Description of the task - Pick up the article about Cory Booker's criticism of Trump and keep writing it from its final sentence.

— Begin Provided passage —

DETROIT — Cory Booker began the Democratic presidential debate on Wednesday night by accusing President Trump of “using the tired, old language of demagogues, of fearmongers, of racists, to try to divide our country.” In an interview with Yahoo News, the New Jersey senator explained why he thinks Trump’s remarks are “deeply disturbing” and compared the strategy of “spouting racism” to the infamous segregationists George Wallace and Bull Connor.
“I think that his unyielding spewing makes him worse than a racist because he is clearly intentionally trying to demean, degrade, demoralize and tear the humanity away from people and places,” Booker said, speaking at a Detroit hotel near where the debate was held.
In addition to weighing in on Trump, Booker talked about Democratic debate infighting and taking on former Vice President Joe Biden “with civility.”
Trump has recently issued a series of inflammatory comments widely condemned as racist. Last month, he tweeted that four progressive congresswomen of color should “go back and help fix the totally broken and crime infested places from which they came.” All four lawmakers are American citizens and three were born in the U.S. Telling immigrants and other minorities to go back to where they came from is an attack with deep associations with racism and xenophobia. Days later, he stood by as a crowd at one of his campaign rallies chanted “Send her back!” when Trump attacked one of the congresswomen. A few days after that, Trump kicked off another racial controversy when he tweeted that the city of Baltimore, which has an African-American majority, is a “disgusting, rat and rodent infested mess” where no “human being would want to live.”
Booker said he felt it was important for his first words in the debate to highlight that Trump had “attacked an American city.”
“That was a line we actually went over in my opening statement,” Booker recalled, hitting the table to emphasize his words. “That was the unthinkable, an entire city that he would call a disgusting rat- and rodent-infested mess.”
In the wake of Trump’s comments, there has been a widespread debate over whether the president holds racist views or is employing a strategy to fire up his base ahead of the 2020 election. If it is a strategy, Booker said he believes that it won’t work for the president, pointing to some of America’s most infamous segregationists as proof.
“What is clear is this is just a man spouting racism that is dividing, wounding and frankly demeaning our country as a whole,” Booker said. “I don’t know if there’s some kind of strategy, I think it’s a losing strategy. How do I know that? Well, George Wallace lost. ... Bull Connor lost. ... The ‘Know-Nothings’ lost.”
Wallace was the Democratic governor of Alabama in the 1960s and was known for his hard-line stance against civil rights and for his multiple third-party presidential bids. Connor, who ran unsuccessfully for Alabama’s governorship, oversaw public safety agencies in Alabama during the 1960s and authorized the use of fire hoses and dogs on civil rights protesters. The Know-Nothings were a virulently anti-immigrant political party during the mid-19th century.

— End Provided passage —
— Begin Supplied information —

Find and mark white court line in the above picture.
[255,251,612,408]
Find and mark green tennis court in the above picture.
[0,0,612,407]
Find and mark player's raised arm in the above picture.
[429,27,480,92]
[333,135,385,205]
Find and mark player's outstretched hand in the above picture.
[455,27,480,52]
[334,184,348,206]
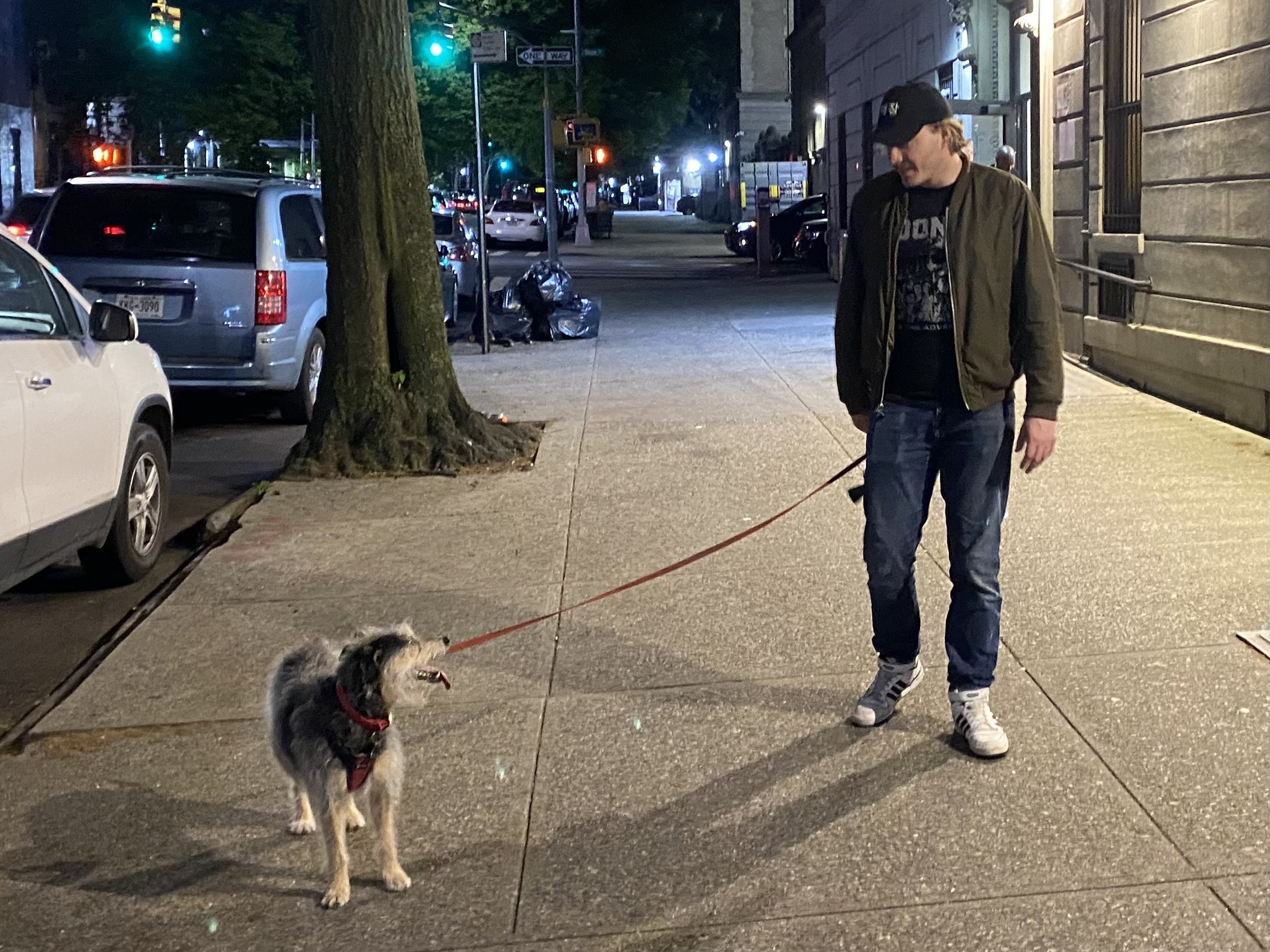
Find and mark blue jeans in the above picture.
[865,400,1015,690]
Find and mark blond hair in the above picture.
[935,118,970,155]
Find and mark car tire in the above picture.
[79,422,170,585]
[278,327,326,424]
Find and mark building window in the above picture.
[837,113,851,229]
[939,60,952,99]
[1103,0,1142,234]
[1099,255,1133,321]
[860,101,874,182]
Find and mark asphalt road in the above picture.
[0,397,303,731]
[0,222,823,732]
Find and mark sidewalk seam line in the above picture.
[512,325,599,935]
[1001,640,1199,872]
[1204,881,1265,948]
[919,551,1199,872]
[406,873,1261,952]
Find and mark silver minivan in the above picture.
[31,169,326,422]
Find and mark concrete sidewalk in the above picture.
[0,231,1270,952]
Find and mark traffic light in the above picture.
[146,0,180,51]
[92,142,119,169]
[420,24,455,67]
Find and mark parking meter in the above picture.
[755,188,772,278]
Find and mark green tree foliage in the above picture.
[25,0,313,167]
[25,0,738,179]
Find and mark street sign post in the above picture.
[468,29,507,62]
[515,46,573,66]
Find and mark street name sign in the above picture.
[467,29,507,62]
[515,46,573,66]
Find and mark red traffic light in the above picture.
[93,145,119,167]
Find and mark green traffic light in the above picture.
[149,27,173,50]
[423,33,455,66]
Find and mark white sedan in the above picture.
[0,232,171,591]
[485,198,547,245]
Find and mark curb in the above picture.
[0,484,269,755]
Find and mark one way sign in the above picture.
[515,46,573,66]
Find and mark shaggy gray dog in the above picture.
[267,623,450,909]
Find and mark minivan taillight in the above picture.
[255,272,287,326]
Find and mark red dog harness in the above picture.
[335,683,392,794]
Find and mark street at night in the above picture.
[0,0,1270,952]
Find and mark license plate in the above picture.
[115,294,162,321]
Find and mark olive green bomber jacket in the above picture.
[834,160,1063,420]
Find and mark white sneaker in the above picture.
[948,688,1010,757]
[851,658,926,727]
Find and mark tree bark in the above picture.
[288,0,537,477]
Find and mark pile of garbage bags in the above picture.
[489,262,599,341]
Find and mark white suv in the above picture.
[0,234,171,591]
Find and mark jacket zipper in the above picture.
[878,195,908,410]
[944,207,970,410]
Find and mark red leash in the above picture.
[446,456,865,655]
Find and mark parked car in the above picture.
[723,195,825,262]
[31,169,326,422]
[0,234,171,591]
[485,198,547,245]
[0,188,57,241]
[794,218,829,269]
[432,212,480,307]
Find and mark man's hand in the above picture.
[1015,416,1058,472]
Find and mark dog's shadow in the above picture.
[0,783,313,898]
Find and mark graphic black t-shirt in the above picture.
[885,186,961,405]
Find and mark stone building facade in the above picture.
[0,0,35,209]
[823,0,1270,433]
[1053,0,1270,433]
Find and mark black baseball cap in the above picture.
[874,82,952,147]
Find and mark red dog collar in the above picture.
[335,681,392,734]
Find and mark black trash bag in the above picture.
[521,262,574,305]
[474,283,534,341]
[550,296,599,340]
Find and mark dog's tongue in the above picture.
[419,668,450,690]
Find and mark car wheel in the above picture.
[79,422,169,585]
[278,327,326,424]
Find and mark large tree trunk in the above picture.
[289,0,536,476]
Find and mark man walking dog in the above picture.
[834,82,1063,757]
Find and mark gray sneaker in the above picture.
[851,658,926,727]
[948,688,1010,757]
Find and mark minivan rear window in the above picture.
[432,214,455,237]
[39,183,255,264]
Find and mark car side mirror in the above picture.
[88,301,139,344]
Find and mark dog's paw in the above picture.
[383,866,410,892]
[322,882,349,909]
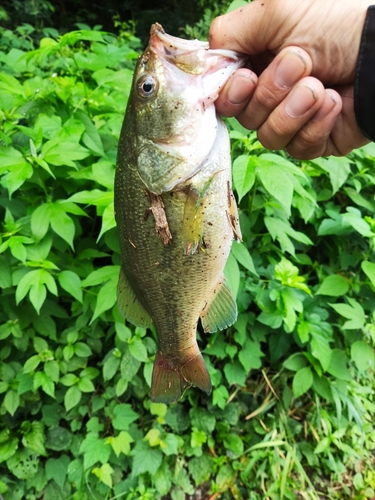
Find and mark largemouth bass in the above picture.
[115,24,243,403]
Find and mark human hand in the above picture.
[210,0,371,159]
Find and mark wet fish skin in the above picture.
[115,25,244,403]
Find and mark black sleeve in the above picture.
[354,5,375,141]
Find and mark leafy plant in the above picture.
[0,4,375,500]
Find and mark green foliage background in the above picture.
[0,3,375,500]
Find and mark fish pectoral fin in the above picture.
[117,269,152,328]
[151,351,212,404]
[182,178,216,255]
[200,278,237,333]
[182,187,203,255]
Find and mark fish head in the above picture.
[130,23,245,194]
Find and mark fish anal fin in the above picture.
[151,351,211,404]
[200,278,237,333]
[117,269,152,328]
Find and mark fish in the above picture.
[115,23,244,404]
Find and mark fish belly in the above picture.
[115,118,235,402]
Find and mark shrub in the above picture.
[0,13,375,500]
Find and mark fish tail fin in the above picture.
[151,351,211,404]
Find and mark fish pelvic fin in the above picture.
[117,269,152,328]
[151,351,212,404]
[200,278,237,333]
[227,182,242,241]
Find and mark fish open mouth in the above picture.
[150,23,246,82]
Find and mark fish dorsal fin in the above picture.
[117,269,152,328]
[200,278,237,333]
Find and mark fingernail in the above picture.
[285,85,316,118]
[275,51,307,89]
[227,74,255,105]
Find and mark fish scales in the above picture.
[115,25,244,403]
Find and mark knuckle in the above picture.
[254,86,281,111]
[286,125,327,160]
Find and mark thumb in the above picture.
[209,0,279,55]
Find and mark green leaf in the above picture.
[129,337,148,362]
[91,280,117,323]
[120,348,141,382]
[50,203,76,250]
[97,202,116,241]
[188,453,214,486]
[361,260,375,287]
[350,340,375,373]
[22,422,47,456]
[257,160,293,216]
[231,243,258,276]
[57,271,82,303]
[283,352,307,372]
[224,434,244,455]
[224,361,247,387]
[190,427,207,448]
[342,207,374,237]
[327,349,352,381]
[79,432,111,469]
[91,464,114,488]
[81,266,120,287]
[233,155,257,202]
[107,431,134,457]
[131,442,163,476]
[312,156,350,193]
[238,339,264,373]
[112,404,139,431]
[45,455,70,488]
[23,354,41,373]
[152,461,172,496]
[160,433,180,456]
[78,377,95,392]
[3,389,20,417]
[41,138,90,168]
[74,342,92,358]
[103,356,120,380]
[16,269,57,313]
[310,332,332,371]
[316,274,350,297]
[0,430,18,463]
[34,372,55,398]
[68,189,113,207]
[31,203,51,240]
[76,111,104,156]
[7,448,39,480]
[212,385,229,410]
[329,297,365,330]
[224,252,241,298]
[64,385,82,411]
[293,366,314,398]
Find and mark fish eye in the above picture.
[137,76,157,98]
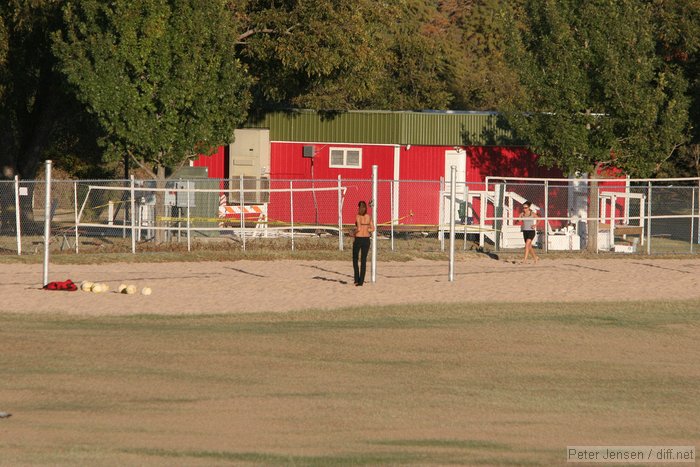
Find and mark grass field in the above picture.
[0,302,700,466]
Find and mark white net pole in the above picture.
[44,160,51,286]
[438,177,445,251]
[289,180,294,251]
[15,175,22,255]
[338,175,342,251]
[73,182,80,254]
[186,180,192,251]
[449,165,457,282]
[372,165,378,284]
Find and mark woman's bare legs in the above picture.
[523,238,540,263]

— End Supplied information —

Answer to the task -
“All the tired tropes that he’s using in this period were used before by people who were relegated to the shameful corners of our history,” Booker said of Trump.
Booker, pressed on whether he felt it was fair to compare Trump to segregationist figures like Wallace and Connor, pointed to polling data that showed half of Americans see Trump as racist.
“This is a time where he has gone so far in using race as a means with which to try to injure, harm, wound, and yeah, I think you actually can say he’s trying to use it as a political tool ... to deepen his base of support,” he said.
Back in February, when Booker launched his presidential campaign, he hesitated to call Trump a racist. At the time, Booker suggested he couldn’t know what was in Trump’s “heart.” But he now says he no longer has any doubt.
“While my upbringing and faith really always wants to leave room for redemption for somebody, the reality is this is a crisis in our country,” he said.
Reached for comment, Trump campaign spokeswoman Kayleigh McEnany fired back at Booker for comparing Trump to Connor and Wallace.
“This comparison is absurd on its face and a desperate attempt from a lackluster candidate to distract from President Trump’s record of accomplishments for black Americans. The facts tell the story,” McEnany told Yahoo News.
McEnany touted various Trump initiatives, including his support for historically black colleges and universities. She noted Trump passed the First Step Act, a sweeping criminal justice reform package that Booker co-sponsored in the Senate. McEnany also said, “Because of President Trump, both black unemployment and the black poverty rate have reached their lowest point in history.” While black unemployment and poverty rates have reached low points during Trump’s administration, they had been declining for years but are still far higher than unemployment and poverty rates among the white population.
The debate was somewhat of a breakout moment for Booker, whose campaign had been struggling to gain traction. His performance generated positive headlines, and his campaign emailed supporters on Thursday to say it was its “biggest fundraising day” since his launch.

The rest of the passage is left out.